▸ Stated problem 1:
Select every line of the records below that contains the word "grass" and copy those lines.

▸ Text segment:
============================================================
Deutsche Post is responsible for delivering of post (letters and almost all parcels) in Büsingen, though some services are provided by Swiss Post. Other letter and parcel delivery services that operate in Germany such as Hermes do not deliver to Büsingen as they are not authorized to cross into the Swiss customs area to be able to reach the German exclave.

Goods sent from outside of the European customs area may pass through two separate customs checks: the first upon entering Germany proper, the second upon entering Büsingen itself. This can however be avoided by addressing mail shipped to Büsingen as if it were part of Switzerland, using the Swiss postal code. Goods entering Büsingen must comply with Swiss customs rules and are subject to Swiss customs duties and taxes.

Telecommunications
Residents of Büsingen can be reached by telephone using either a German number (with the prefix +49) or a Swiss one (with the prefix +41) or both, depending on which telephone or internet service provider(s) the resident has opted to have a contract with. Dwellings generally have both countries' phone sockets.

School
Büsingen has a kindergarten, the current building of which opened in 1987. By 1988, however, it was overcrowded, so the building was extended. Children attend primary school in Büsingen, and subsequently their parents may choose either a Swiss school or a German school for their secondary education.

Sports

The local association football team, FC Büsingen, is the only German team to play in the Swiss Football League.

Taxation
The much lower (compared to standard German VAT at 19%) Swiss VAT is applied to purchases made in Büsingen. It is levied at a rate of 7.7% on most commercial exchanges of goods and services. Certain exchanges, including those of basic or essential foodstuffs, drugs, books and newspapers, are subject to a reduced VAT of 2.5%. A special reduced rate of 3.7% is in use in the hotel industry.

Büsingen residents, regardless of nationality, are treated as third-country nationals with regards to VAT payable in the rest of Germany and the EU. As such residents who export purchases made in the EU to Büsingen are able to claim back the VAT paid on said purchases subsequent to exporting. Nevertheless, imports into Büsingen (via Switzerland) where applicable, are subject to Swiss importing limits, duty and VAT.

Despite further income tax breaks specific to Büsingen, younger Büsingers who work (in Switzerland or Germany) pay approximately double the amount of income tax compared to their colleagues who reside in neighbouring Swiss towns and villages, causing many young people to move away from Büsingen into Switzerland and thus the village's population to decrease notably in recent years. Büsingen has the highest average age of residents in the whole of Baden-Württemberg.

Most Büsingen residents are pensioners; many are from Switzerland, for as in the rest of Germany they pay little or no tax on their pensions. This advantage is however progressively being phased out and by 2040 will no longer exist.
============================================================
▸ Record excerpts:
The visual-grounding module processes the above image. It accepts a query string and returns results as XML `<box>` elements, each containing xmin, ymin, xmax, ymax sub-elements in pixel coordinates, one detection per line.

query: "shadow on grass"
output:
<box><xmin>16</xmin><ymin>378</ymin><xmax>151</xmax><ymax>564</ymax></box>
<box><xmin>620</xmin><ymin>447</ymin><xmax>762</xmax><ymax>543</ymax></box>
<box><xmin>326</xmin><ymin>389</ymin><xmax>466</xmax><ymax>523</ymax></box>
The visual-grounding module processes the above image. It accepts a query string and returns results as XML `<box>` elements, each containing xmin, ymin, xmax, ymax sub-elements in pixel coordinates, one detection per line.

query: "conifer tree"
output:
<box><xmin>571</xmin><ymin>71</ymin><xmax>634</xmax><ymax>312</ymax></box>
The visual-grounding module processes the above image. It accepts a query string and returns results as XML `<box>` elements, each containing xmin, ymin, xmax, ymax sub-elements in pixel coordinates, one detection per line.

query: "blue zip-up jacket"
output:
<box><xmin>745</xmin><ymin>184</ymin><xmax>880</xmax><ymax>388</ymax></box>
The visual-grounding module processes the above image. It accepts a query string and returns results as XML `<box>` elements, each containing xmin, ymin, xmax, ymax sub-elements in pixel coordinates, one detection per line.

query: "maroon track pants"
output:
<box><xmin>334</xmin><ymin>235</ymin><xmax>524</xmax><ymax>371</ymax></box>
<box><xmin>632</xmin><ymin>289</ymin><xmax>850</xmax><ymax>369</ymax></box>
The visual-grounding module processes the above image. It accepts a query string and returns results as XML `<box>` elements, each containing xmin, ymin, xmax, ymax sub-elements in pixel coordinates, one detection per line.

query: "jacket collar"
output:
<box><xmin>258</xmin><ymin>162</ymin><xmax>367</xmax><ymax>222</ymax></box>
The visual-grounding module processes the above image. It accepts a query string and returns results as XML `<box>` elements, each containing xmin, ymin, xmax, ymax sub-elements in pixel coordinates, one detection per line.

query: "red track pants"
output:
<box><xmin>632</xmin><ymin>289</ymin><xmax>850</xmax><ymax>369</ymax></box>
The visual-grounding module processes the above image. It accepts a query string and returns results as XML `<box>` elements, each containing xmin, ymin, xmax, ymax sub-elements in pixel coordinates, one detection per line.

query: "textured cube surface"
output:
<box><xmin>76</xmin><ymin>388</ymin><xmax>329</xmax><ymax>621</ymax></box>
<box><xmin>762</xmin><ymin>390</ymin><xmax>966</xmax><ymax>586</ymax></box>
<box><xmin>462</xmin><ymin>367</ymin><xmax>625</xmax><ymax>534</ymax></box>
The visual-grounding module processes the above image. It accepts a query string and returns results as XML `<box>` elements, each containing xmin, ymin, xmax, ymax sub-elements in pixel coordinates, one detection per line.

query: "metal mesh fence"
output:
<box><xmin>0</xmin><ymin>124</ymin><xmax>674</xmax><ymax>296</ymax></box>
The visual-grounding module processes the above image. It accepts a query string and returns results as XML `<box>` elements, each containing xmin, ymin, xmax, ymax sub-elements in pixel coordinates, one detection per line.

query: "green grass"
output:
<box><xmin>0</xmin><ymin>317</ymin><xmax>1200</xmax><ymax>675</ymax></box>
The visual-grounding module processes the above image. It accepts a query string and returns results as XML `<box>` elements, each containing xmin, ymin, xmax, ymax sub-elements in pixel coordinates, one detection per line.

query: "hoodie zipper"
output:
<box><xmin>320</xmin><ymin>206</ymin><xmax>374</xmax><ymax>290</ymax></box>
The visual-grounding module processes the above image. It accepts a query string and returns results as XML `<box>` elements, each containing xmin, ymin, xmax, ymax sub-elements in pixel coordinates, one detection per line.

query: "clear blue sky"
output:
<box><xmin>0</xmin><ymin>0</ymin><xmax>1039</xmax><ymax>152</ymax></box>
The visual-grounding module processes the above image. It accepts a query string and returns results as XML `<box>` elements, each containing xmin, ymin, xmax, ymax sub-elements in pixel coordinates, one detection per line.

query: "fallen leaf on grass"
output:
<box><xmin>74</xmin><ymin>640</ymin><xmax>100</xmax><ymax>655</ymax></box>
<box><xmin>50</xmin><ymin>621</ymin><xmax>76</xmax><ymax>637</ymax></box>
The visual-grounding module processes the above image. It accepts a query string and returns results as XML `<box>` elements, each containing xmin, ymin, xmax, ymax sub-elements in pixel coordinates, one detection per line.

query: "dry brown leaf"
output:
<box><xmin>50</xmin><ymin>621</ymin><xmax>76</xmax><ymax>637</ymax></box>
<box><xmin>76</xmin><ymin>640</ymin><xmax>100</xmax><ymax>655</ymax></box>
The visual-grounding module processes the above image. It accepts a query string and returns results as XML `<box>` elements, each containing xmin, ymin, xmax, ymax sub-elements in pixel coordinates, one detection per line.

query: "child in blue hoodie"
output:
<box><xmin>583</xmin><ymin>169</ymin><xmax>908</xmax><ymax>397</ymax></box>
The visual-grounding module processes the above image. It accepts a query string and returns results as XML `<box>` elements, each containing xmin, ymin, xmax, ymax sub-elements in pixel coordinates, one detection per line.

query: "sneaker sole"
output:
============================================================
▸ Stated problem 2:
According to the passage about Büsingen, what reduced VAT rate applies to basic or essential foodstuffs, drugs, books and newspapers?

▸ Task response 1:
query: "shadow on grass"
query: "green grass"
query: "fallen leaf on grass"

▸ Task response 2:
2.5%